* Documento:
^^^^^^^^
Autismo e Inclusão Escolar: O que dizem as leis brasileiras?

Em dezembro do ano passado a legislação brasileira deu mais um passo em direção à inclusão e aceitação social das pessoas com autismo. A Lei Berenice Piana (Lei nº 12.764), que institui a Política Nacional de Proteção dos Direitos da Pessoa com Transtorno do Espectro Autista, significou uma grande vitória para os autistas, seus familiares e profissionais que atuam com esta população. No § 2º do Art. 1º da Lei Berenice Piana está uma simples e óbvia afirmação, mas que faz toda a diferença quando é preciso garantir os direitos dos autistas: “A pessoa com transtorno do espectro autista é considerada pessoa com deficiência, para todos os efeitos legais.”. Na minha posição de leiga em Direito, quando li esta frase me espantei com a constatação de que isso ainda não era lei! Como assim? Até 2012 os autistas estavam simplesmente excluídos de todas as leis que protegem as pessoas com deficiência? Por isso tem sido tão difícil incluir esta população na sociedade.
O Art. 2º da Lei Berenice Piana estabelece as diretrizes da Política Nacional de Proteção dos Direitos da Pessoa com Transtorno do Espectro Autista. Vou citar aqui uma destas diretrizes que considero particularmente importante: “o incentivo à formação e à capacitação de profissionais especializados no atendimento à pessoa com transtorno do espectro autista, bem como a pais e responsáveis”. É um alívio ver esta necessidade básica e primordial transcrita assim, clara e objetiva, numa lei brasileira. Atuando na intervenção com autismo há 9 anos posso afirmar, com segurança, que o principal pilar do tratamento está na capacitação dos profissionais e, principalmente, dos familiares. É preciso ter pessoas estimulando estas crianças adequadamente o tempo todo e em qualquer lugar.
^^^^^^^^
* Registros listados:
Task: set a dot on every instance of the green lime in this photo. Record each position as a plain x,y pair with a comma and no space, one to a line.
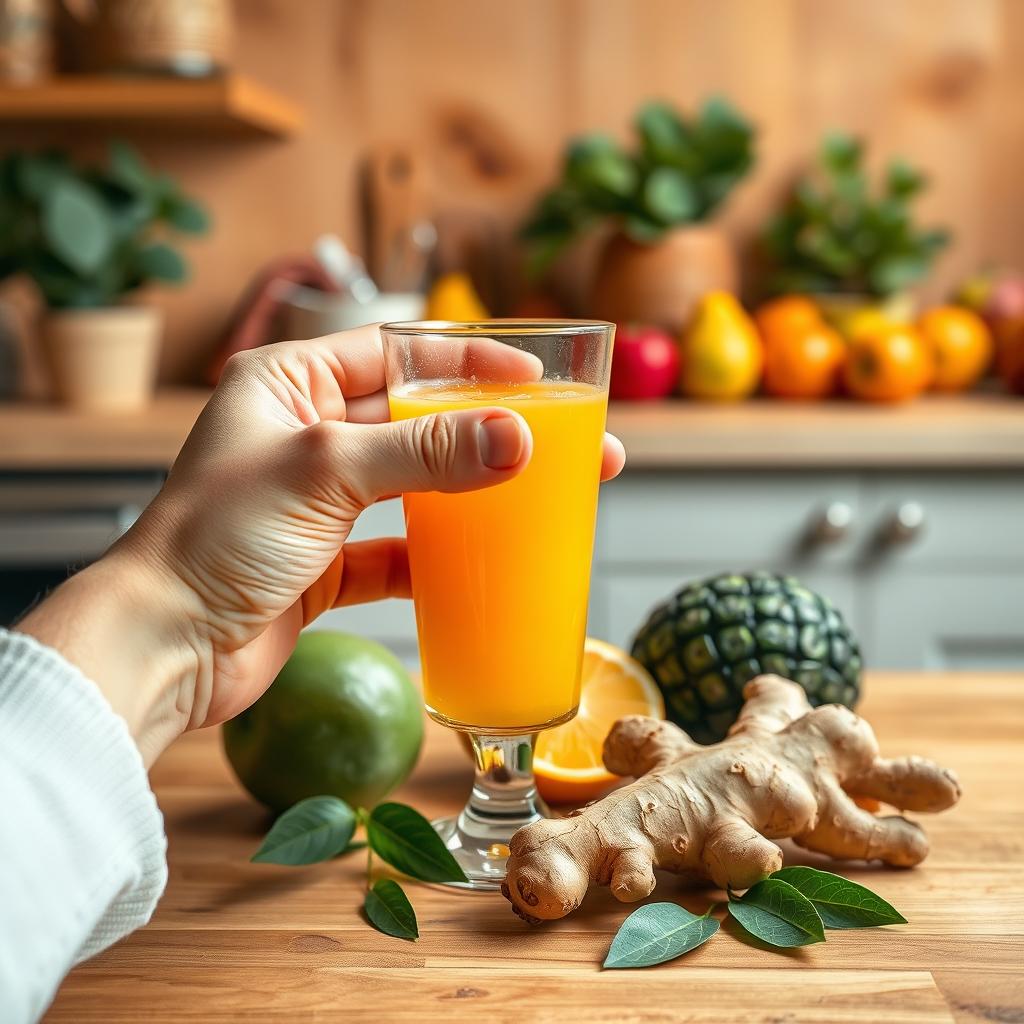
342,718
^^^^^^^^
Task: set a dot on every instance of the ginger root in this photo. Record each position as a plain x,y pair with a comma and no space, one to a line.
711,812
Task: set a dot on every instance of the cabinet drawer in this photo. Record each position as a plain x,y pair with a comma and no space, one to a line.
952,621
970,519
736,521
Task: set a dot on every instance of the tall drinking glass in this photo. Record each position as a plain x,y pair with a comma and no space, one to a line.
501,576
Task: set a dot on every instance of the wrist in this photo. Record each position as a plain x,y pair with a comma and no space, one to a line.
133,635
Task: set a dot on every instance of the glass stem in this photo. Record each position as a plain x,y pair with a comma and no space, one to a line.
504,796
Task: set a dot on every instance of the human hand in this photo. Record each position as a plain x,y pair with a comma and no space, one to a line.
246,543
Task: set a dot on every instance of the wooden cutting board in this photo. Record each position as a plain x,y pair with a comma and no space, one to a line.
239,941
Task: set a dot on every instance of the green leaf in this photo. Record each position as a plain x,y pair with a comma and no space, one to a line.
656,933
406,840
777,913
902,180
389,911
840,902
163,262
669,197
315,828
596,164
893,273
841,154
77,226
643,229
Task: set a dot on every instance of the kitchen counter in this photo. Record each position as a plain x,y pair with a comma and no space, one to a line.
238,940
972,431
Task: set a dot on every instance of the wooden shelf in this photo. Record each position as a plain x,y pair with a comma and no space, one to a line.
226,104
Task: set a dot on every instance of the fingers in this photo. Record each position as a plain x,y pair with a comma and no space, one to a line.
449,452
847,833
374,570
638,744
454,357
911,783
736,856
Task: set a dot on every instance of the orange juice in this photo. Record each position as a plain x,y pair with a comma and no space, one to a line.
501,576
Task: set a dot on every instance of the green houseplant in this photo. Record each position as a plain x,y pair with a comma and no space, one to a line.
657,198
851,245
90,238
^^^^^^^^
* Exercício escrito 1: Repita sem alterações o trecho do documento que começa em "O Art. 2º da" e vai até "em qualquer lugar.".
* Exercício escrito 2: De acordo com o documento, por que a capacitação dos profissionais e dos familiares é o principal pilar do tratamento do autismo?

* Resposta 1:
O Art. 2º da Lei Berenice Piana estabelece as diretrizes da Política Nacional de Proteção dos Direitos da Pessoa com Transtorno do Espectro Autista. Vou citar aqui uma destas diretrizes que considero particularmente importante: “o incentivo à formação e à capacitação de profissionais especializados no atendimento à pessoa com transtorno do espectro autista, bem como a pais e responsáveis”. É um alívio ver esta necessidade básica e primordial transcrita assim, clara e objetiva, numa lei brasileira. Atuando na intervenção com autismo há 9 anos posso afirmar, com segurança, que o principal pilar do tratamento está na capacitação dos profissionais e, principalmente, dos familiares. É preciso ter pessoas estimulando estas crianças adequadamente o tempo todo e em qualquer lugar.

* Resposta 2: Porque é preciso ter pessoas estimulando essas crianças adequadamente o tempo todo e em qualquer lugar.